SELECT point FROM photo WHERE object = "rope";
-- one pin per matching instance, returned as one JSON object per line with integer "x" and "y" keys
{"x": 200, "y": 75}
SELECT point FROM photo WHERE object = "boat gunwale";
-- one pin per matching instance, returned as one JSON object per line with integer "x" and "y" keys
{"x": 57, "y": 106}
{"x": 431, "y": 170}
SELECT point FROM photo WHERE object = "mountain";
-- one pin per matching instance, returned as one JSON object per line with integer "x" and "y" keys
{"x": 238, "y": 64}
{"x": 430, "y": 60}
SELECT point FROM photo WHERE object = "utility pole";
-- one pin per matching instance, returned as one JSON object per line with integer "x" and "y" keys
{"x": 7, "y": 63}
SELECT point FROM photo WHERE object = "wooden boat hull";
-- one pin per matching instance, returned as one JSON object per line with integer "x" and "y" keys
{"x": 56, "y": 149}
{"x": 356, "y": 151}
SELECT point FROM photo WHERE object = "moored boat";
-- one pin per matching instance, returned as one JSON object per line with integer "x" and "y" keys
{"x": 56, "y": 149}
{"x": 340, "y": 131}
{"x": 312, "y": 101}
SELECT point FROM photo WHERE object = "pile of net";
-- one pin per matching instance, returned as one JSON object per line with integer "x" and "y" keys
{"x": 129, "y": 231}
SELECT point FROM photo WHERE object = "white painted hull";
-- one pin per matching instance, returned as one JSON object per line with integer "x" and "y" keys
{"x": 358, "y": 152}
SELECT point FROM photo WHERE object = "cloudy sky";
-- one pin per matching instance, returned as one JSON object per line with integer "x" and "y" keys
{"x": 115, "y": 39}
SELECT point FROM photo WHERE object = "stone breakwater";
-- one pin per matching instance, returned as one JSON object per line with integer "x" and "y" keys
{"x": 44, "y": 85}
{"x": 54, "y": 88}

==

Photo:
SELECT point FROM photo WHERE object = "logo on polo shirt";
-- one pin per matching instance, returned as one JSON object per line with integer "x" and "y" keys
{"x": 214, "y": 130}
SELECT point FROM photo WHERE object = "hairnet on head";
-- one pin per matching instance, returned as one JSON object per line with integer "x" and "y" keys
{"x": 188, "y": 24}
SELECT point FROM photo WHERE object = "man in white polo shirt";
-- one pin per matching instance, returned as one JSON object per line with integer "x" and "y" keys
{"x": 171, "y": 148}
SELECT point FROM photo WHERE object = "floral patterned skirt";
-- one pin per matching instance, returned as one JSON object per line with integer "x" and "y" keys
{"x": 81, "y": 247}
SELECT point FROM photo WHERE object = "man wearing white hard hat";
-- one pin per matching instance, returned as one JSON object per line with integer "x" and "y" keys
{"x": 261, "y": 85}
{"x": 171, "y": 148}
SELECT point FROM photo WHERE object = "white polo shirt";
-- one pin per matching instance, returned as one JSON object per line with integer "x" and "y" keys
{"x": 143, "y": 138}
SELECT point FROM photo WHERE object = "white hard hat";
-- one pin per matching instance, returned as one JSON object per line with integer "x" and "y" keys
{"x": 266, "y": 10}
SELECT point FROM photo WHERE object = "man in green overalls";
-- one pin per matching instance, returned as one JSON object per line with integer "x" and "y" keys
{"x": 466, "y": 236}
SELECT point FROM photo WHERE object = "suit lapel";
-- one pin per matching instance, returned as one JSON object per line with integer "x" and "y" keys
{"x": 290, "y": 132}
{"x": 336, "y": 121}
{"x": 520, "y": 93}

[Action item] Every line above in which the word "white" occurs needs to be copied.

[Problem solution]
SELECT point FROM photo WHERE object = "white painted hull";
SELECT point FROM photo WHERE object = "man in white polo shirt";
SELECT point FROM photo WHERE object = "man wearing white hard hat";
SELECT point FROM photo WHERE object = "white polo shirt";
SELECT point FROM photo WHERE object = "white hard hat";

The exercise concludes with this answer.